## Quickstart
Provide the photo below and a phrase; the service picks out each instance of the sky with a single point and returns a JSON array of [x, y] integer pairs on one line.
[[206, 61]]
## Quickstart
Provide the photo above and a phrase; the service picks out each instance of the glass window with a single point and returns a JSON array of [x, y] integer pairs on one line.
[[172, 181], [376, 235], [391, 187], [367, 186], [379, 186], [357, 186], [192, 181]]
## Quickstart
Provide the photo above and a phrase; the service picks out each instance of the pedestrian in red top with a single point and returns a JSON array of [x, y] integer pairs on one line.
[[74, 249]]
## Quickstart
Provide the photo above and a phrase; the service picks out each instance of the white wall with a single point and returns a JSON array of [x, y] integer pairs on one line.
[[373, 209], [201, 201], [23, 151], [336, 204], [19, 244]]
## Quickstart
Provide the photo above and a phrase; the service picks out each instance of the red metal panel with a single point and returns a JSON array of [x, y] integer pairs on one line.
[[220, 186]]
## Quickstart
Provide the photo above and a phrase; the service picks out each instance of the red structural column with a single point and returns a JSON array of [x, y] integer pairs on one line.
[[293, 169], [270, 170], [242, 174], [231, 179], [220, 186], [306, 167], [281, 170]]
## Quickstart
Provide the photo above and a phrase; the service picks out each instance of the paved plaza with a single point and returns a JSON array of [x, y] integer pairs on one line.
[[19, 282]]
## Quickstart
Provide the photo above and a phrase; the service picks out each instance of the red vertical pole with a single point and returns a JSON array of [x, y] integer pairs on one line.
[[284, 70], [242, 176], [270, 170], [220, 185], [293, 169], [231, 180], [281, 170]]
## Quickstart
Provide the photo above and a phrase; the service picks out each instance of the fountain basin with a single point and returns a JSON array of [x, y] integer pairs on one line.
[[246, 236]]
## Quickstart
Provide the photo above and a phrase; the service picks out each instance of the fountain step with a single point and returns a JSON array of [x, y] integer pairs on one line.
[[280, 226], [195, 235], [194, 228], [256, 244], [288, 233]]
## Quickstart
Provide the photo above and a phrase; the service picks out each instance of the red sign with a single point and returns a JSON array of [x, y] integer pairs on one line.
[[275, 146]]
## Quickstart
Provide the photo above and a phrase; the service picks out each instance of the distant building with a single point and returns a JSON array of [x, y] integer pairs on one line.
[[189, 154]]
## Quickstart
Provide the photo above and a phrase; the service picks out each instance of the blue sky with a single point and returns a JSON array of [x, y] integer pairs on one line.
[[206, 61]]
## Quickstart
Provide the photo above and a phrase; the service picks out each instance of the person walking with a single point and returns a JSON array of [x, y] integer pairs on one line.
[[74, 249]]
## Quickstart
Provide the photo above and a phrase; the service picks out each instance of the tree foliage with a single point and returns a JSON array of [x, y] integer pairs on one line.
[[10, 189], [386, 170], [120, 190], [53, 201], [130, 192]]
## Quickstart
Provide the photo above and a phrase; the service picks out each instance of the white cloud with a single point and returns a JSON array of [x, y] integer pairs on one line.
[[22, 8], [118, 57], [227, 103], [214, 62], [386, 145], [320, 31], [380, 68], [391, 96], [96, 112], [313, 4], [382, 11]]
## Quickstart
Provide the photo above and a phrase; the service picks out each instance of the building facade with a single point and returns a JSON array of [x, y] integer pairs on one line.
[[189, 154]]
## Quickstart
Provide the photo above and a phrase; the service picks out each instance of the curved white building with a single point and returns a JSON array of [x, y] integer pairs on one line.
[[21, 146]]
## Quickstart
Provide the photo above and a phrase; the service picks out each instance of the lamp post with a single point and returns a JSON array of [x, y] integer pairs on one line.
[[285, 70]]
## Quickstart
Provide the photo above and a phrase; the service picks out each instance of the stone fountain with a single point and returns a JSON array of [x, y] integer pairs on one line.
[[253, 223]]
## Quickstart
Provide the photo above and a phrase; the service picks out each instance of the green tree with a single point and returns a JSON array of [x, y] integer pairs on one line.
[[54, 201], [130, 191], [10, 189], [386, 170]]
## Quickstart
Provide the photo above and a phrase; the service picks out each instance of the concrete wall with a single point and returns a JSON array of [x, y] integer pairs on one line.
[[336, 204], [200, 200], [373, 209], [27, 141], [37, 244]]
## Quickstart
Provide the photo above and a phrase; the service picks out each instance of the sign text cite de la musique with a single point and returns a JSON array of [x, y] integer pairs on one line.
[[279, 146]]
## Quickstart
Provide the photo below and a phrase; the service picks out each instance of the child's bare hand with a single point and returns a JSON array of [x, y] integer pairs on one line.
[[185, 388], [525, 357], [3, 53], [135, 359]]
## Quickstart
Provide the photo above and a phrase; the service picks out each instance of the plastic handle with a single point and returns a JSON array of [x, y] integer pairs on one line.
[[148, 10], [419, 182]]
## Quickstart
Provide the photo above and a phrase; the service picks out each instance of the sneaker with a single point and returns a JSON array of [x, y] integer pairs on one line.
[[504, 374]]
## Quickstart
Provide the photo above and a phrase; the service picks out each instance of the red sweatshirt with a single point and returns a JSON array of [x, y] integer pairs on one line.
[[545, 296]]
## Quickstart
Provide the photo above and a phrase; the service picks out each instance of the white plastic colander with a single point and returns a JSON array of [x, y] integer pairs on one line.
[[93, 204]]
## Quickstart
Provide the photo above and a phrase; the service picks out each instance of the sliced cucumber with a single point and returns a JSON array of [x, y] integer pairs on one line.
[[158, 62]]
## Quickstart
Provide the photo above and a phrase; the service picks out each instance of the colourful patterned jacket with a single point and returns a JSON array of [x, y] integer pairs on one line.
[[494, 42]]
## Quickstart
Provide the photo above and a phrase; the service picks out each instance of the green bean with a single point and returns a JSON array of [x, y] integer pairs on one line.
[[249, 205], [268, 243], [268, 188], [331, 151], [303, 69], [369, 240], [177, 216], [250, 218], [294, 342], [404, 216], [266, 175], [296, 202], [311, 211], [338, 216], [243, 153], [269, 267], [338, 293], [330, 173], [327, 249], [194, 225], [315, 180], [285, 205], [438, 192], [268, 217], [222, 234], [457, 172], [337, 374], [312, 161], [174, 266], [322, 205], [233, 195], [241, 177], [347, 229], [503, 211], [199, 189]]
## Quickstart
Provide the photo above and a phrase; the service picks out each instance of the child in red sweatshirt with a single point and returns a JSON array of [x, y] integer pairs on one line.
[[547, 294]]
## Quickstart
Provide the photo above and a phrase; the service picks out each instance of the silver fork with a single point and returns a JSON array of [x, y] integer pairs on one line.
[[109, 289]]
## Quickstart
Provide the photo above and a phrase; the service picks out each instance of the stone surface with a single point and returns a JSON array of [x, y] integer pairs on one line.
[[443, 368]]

··········

Action item
The answer must be the full listing, repeated word for word.

Solution to this task
## Quickstart
Provide the photo below and a phrase; the service picks out each instance of the sky with a single point and returns a JSON array of [x, y] integer pairs on one line.
[[206, 61]]
## Quickstart
Provide the photo above and a phrase; the service picks out each instance of the glass window with a single point and returns a JSON array of [x, y] integer pairs on one line.
[[172, 181], [376, 235], [391, 187], [367, 186], [379, 186], [357, 186], [192, 181]]
## Quickstart
Provide the photo above and a phrase; the service picks out each instance of the pedestrian in red top with a single point and returns a JSON array of [x, y] integer pairs on one line.
[[74, 249]]
## Quickstart
Provide the photo above and a phrase; the service picks out each instance of the white wall with a single point and returns a JSON array of [x, y] integer pairs on one line.
[[373, 209], [201, 201], [23, 151], [336, 204], [19, 244]]
## Quickstart
Provide the photo above and a phrase; the service picks out each instance of the red metal panel with a single point and returns a JSON array of [x, y] integer pairs on one line.
[[220, 186]]
## Quickstart
Provide the photo above and a phrase; the service picks out each instance of the red structural column with a single point and returns a JSON array of [x, y] integer pairs on one line.
[[293, 169], [270, 170], [242, 174], [231, 179], [220, 186], [306, 167], [281, 170]]
## Quickstart
Provide the photo above and a phrase; the service picks out each instance of the paved plaza with a single point and returns a JSON array of [x, y] integer pairs on one line.
[[19, 282]]
## Quickstart
Provide the photo above and a phrase; the service picks out each instance of the red vertical pole with a single point and returns a JSON array of [x, y] integer pairs on one line.
[[284, 70], [242, 176], [270, 170], [220, 185], [293, 169], [231, 180], [281, 170]]
## Quickstart
Provide the photo above and a phrase; the service picks out each instance of the fountain basin with a single point and returns a JSON array of [x, y] integer pairs on one line.
[[246, 236]]
## Quickstart
Provide the photo above and a phrase; the service picks out each instance of the fountain step with a single point and returns a JSON array of [x, y] integer pairs on one line.
[[280, 226], [195, 235], [194, 228], [256, 244], [288, 233]]
## Quickstart
Provide the photo above and a phrase; the service picks out each instance of the red sign with a single point and returns a JSON array of [x, y] integer pairs on one line.
[[275, 146]]
## Quickstart
Provide the photo above and a phrase; the service picks out each instance of the distant building with a single point and returns a JSON array of [x, y] integer pairs on one line.
[[189, 154]]
## Quickstart
Provide the photo above and a phrase; the service picks out each instance of the blue sky with a single point and returns a JSON array of [x, y] integer pairs on one line.
[[206, 61]]
## Quickstart
Provide the photo above and a phrase; the service picks out each instance of the person walking with a single point and returns a JSON array of [x, y] integer pairs on one line.
[[74, 249]]
## Quickstart
Provide the photo above and a phrase; the service picks out each instance of the tree foliage with a single point and returns a JSON array of [x, y] integer pairs on one line.
[[10, 189], [386, 170], [120, 190], [53, 201], [130, 192]]
## Quickstart
Provide the photo above and a phrase; the service picks out each instance of the white cloud with a single point and returns a JSON array of [x, y] integer pairs on one line.
[[22, 8], [118, 57], [227, 103], [214, 62], [386, 145], [320, 31], [380, 68], [391, 96], [96, 112], [313, 4], [382, 11]]
## Quickstart
Provide the photo above and a phrase; the service picks out each instance of the building facade with a single point and returns a JSON array of [x, y] integer pairs on one line.
[[189, 154]]
## Quickstart
Provide the photo above and a phrase; the service picks out each instance of the curved white building with a single point and returns a JSON array of [x, y] integer pairs on one line.
[[21, 146]]
## Quickstart
Provide the photo above and a phrase; the service picks out each instance of the lamp post with a single point and returns a JSON array of [x, y] integer pairs on one line.
[[285, 70]]
## Quickstart
Provide the photo above and a phrase; the service picks out each instance of the stone fountain with a single point and returns a JSON array of [x, y] integer pairs on one line.
[[253, 223]]
## Quickstart
Provide the photo above and a phrase; the service picks out each instance of the green tree with a single point and returns a JSON array of [x, y] integer pairs on one line.
[[54, 201], [130, 191], [10, 189], [386, 170]]
## Quickstart
Provide the photo above and a phrase; the service picks out each instance of the concrete wall with a single point and returns a JSON array of [x, y] integer pairs on one line.
[[336, 204], [200, 200], [373, 209], [27, 141], [37, 244]]
## Quickstart
Provide the photo above and a phrase; the service picks out each instance of the sign text cite de la musique with a single point and returns a JSON array of [x, y] integer pairs on one line.
[[279, 146]]
## Quickstart
Provide the photo below and a phrase; the service picks out each instance of the child's bare hand with a single point and returns a JSON array of [x, y] integer pairs on one line.
[[185, 388], [525, 357], [3, 53], [135, 359]]
## Quickstart
Provide the photo above and a phrase; the service picks out each instance of the plastic handle with a single point and returns a JSON array of [x, y] integer pairs on one line.
[[148, 10], [419, 182]]
## Quickstart
Provide the photo above and a phrase; the service picks out each instance of the sneaker with a single point and returns a JSON array of [x, y] integer pairs on one line.
[[504, 374]]
## Quickstart
Provide the photo above and a phrase; the service picks out each instance of the red sweatshirt with a single point and returns a JSON array of [x, y] integer pairs on one line.
[[545, 296]]
## Quickstart
Provide the photo above and a phrase; the service picks out each instance of the white plastic colander with a single point and returns a JSON array of [x, y] integer pairs on one line.
[[93, 204]]
## Quickstart
Provide the photo above and a phrase; the service picks out each instance of the sliced cucumber with a single point and returns a JSON array of [x, y] integer pairs on one line.
[[158, 62]]
## Quickstart
Provide the photo above and a phrase; the service picks out each instance of the colourful patterned jacket with a single point and returns a JSON array of [x, y] integer pairs on one line.
[[494, 42]]
## Quickstart
Provide the photo above and a phrase; the service picks out each instance of the green bean with a single point and returns a JSON array of [x, y] integer pairs on one line.
[[249, 205], [268, 243], [268, 188], [331, 151], [303, 69], [369, 240], [177, 216], [250, 218], [294, 342], [404, 216], [266, 175], [296, 202], [311, 211], [338, 216], [243, 153], [269, 267], [338, 293], [330, 173], [327, 249], [194, 225], [315, 180], [285, 205], [438, 192], [268, 217], [222, 234], [457, 172], [337, 374], [312, 161], [174, 266], [322, 205], [233, 195], [241, 177], [347, 229], [503, 211], [199, 189]]
## Quickstart
Provide the photo above and a phrase; the service picks out each instance of the child in red sweatshirt with a single point and returns a JSON array of [x, y] integer pairs on one line.
[[547, 294]]
## Quickstart
Provide the photo above and a phrase; the service picks out each instance of the silver fork with a single point and returns a JSON array of [x, y] integer pairs on one line.
[[109, 289]]
## Quickstart
Provide the photo above and a phrase; the service picks out each instance of the stone surface with a single point and returns a JSON array of [x, y] integer pairs on one line.
[[443, 368]]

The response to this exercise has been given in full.